─── Provided material

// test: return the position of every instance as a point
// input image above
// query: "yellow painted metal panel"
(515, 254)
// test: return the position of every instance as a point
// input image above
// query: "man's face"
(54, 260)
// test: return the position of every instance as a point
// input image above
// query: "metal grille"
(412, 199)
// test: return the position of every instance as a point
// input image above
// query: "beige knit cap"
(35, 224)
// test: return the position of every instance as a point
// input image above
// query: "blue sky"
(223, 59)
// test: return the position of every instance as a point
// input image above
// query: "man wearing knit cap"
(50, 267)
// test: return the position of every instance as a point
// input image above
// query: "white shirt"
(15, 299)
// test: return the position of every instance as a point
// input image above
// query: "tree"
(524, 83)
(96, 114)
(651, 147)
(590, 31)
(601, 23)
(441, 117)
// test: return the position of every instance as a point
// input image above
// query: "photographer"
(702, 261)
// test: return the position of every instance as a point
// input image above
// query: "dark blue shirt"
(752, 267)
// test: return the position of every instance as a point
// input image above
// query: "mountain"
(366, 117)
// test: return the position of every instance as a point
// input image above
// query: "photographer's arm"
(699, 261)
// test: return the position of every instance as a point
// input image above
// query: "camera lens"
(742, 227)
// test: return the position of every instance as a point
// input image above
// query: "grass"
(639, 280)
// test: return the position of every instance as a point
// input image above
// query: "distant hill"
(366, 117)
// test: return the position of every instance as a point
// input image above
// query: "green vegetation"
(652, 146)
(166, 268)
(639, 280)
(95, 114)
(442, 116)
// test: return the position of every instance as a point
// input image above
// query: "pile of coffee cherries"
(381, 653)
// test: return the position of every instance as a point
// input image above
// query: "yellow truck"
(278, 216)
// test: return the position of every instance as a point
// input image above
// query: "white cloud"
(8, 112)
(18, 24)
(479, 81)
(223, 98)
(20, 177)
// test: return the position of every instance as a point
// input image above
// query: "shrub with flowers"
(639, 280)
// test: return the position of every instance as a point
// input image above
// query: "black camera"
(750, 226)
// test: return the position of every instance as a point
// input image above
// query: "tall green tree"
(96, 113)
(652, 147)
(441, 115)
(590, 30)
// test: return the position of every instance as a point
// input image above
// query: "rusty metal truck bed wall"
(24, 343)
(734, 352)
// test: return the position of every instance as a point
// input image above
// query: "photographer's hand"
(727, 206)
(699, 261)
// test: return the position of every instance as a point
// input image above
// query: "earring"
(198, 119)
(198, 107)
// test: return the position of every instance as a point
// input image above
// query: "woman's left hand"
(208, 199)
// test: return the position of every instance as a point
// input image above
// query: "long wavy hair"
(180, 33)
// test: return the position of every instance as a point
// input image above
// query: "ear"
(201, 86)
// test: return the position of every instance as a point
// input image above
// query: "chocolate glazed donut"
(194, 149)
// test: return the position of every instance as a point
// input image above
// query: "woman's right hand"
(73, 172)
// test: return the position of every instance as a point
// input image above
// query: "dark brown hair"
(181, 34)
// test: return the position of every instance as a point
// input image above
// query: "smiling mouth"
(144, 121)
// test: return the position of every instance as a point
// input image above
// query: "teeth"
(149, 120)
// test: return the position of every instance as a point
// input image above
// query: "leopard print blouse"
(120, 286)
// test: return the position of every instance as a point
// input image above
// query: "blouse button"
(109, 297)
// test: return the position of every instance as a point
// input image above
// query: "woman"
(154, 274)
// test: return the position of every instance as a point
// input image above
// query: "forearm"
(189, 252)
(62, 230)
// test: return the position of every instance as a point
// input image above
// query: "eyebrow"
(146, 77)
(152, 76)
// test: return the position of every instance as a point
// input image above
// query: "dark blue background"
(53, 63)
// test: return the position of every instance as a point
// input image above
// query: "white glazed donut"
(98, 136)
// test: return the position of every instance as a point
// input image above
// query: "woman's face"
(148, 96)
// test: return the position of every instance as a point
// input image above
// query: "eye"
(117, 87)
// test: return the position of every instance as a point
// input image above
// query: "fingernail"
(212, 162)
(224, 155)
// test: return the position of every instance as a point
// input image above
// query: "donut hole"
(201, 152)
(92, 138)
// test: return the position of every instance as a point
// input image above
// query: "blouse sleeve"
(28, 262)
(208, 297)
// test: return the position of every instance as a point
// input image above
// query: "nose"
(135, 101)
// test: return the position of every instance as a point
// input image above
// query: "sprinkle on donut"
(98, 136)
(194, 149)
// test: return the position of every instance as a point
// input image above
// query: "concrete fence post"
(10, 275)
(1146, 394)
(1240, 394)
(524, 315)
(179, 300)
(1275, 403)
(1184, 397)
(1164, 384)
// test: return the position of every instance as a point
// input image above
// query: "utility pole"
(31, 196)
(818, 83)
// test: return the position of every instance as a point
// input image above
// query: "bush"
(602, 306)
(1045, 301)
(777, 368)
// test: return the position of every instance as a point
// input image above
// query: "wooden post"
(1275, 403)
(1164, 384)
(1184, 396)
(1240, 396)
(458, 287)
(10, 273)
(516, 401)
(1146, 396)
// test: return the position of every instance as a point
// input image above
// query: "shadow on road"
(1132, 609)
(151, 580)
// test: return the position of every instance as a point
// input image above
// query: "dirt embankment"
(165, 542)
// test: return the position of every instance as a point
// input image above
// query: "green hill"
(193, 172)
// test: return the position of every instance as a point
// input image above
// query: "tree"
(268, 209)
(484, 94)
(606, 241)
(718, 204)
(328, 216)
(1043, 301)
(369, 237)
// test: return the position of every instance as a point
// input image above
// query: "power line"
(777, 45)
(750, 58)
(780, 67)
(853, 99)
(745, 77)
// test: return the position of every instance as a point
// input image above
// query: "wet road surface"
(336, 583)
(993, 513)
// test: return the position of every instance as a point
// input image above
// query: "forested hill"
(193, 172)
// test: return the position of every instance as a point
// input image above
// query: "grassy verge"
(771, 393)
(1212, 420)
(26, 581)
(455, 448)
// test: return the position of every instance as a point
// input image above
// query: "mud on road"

──────

--- Goal of the exercise ---
Give the complete listing a second time, exactly as it reads.

--- Output for this exercise ---
// test: return the position of every instance as a point
// input image above
// query: "yellow painted metal panel"
(515, 254)
// test: return the position of every instance as a point
// input image above
// query: "man's face"
(54, 260)
// test: return the position of every instance as a point
// input image above
// query: "metal grille"
(412, 199)
// test: return the position of every instance as a point
// input image above
// query: "beige knit cap"
(35, 224)
// test: return the position of every instance as a point
// input image above
// query: "blue sky"
(223, 59)
// test: return the position of every instance as a point
// input image above
// query: "man wearing knit cap"
(50, 267)
// test: return the position of every instance as a point
// input image above
// query: "white shirt"
(15, 299)
// test: return the position of every instance as a point
// input image above
// query: "tree"
(524, 83)
(96, 114)
(651, 147)
(590, 31)
(601, 23)
(441, 117)
// test: return the position of every instance as a point
// input image above
// query: "photographer"
(702, 261)
// test: return the position of every instance as a point
// input image above
// query: "dark blue shirt"
(752, 267)
// test: return the position of every instance as a point
// input image above
// query: "mountain"
(366, 117)
// test: return the position of every instance as a point
// input image above
// query: "photographer's arm"
(699, 261)
// test: return the position of every instance as a point
// input image above
// query: "camera lens"
(742, 227)
// test: return the position of every instance as a point
// input image above
// query: "grass"
(639, 280)
// test: return the position of every instance as a point
// input image above
// query: "distant hill"
(366, 117)
// test: return the position of every instance as a point
// input image above
// query: "green vegetation"
(652, 146)
(166, 268)
(639, 280)
(95, 114)
(442, 116)
// test: return the position of every instance as a point
// input image above
// query: "pile of coffee cherries"
(381, 653)
// test: return the position of every instance as a point
// input image above
// query: "yellow truck"
(278, 216)
// test: return the position of every instance as a point
// input image above
// query: "white cloud"
(8, 112)
(18, 24)
(479, 81)
(223, 98)
(20, 177)
// test: return the position of every instance as a point
// input image above
// query: "shrub with flowers"
(639, 280)
// test: return the position of every instance as a point
// input image above
// query: "black camera"
(750, 226)
// test: return the position of every instance as a point
// input image above
// query: "tall green tree"
(96, 113)
(652, 147)
(441, 115)
(590, 30)
// test: return the position of every instance as a point
// input image above
// query: "rusty metal truck bed wall"
(24, 343)
(734, 352)
// test: return the position of every instance as a point
// input image above
// query: "photographer's hand"
(727, 206)
(699, 261)
// test: return the position of every instance as a point
// input image above
// query: "earring"
(198, 119)
(198, 107)
// test: return the position of every instance as a point
// input image above
// query: "woman's left hand"
(208, 199)
// test: return the position of every instance as a point
// input image above
// query: "long wavy hair"
(180, 33)
// test: return the position of every instance as a point
// input image above
// query: "ear"
(201, 86)
// test: return the position of every instance as a point
// input image above
// query: "chocolate glazed donut"
(194, 149)
// test: return the position of every instance as a point
// input image above
// query: "woman's right hand"
(73, 172)
// test: return the position of every instance as a point
// input image above
// query: "dark brown hair"
(181, 34)
// test: return the position of every instance as a point
// input image above
// query: "smiling mouth"
(144, 121)
// test: return the position of every instance as a point
// input image above
// query: "teeth"
(149, 120)
// test: return the position of every instance as a point
// input image above
// query: "leopard print blouse"
(120, 286)
// test: return the position of every instance as a point
// input image above
// query: "blouse button"
(109, 297)
// test: return the position of every instance as a point
// input image above
// query: "woman"
(154, 274)
// test: return the position of every instance as a point
// input image above
// query: "forearm"
(189, 252)
(62, 230)
// test: return the position of every instance as a point
// input image above
// query: "eyebrow"
(146, 77)
(152, 76)
// test: return the position of every instance as a point
// input image above
// query: "dark blue background"
(53, 63)
// test: return the position of every instance as a point
// input image above
// query: "white glazed donut"
(98, 136)
// test: return the position of every instance as a point
// input image above
// query: "woman's face"
(148, 96)
// test: return the position of every instance as a point
// input image above
// query: "eye"
(117, 87)
// test: return the position of every instance as a point
// input image above
// query: "fingernail"
(212, 162)
(224, 155)
// test: return the position of every instance as a point
// input image above
// query: "donut hole"
(201, 152)
(92, 138)
// test: return the position of every instance as a point
// input image above
// query: "blouse sleeve"
(28, 262)
(208, 297)
// test: return the position of every instance as a point
// input image above
// query: "nose"
(135, 101)
// test: return the position of every instance as a point
// input image above
// query: "sprinkle on donut"
(98, 136)
(194, 149)
// test: return the position of every instance as a point
// input image above
// query: "concrete fence post"
(10, 275)
(1146, 394)
(1240, 394)
(524, 315)
(179, 300)
(1275, 403)
(1184, 397)
(1164, 384)
// test: return the position of every instance as a point
// input image above
// query: "utility pole"
(31, 196)
(818, 83)
// test: return the position of every instance as a point
// input image above
// query: "bush"
(602, 306)
(1045, 301)
(777, 368)
// test: return the position of every instance as a point
// input image above
// query: "wooden post"
(1275, 403)
(1164, 384)
(1184, 396)
(1240, 396)
(458, 287)
(10, 273)
(516, 401)
(1146, 396)
// test: return the position of every instance as a point
// input image above
// query: "shadow on road"
(1132, 609)
(151, 580)
// test: return the position of every instance as a point
// input image above
// query: "dirt embankment"
(165, 542)
// test: return the position of every instance as a point
// input image above
// query: "green hill"
(193, 172)
// test: return the position of every instance as a point
// input image above
// query: "tree"
(268, 209)
(484, 94)
(606, 241)
(718, 204)
(328, 216)
(1043, 301)
(369, 237)
// test: return the position of every instance as a point
// input image above
// query: "power line"
(777, 45)
(750, 58)
(780, 67)
(853, 99)
(745, 77)
// test: return the position of every instance as a point
// input image above
// query: "wet road surface"
(336, 583)
(993, 513)
// test: return the position of every instance as a point
// input image above
// query: "forested hill"
(193, 172)
// test: return the position of every instance as a point
// input image above
// query: "grassy verge"
(771, 393)
(1212, 420)
(26, 581)
(455, 448)
// test: return the position of every instance as a point
// input image above
// query: "mud on road"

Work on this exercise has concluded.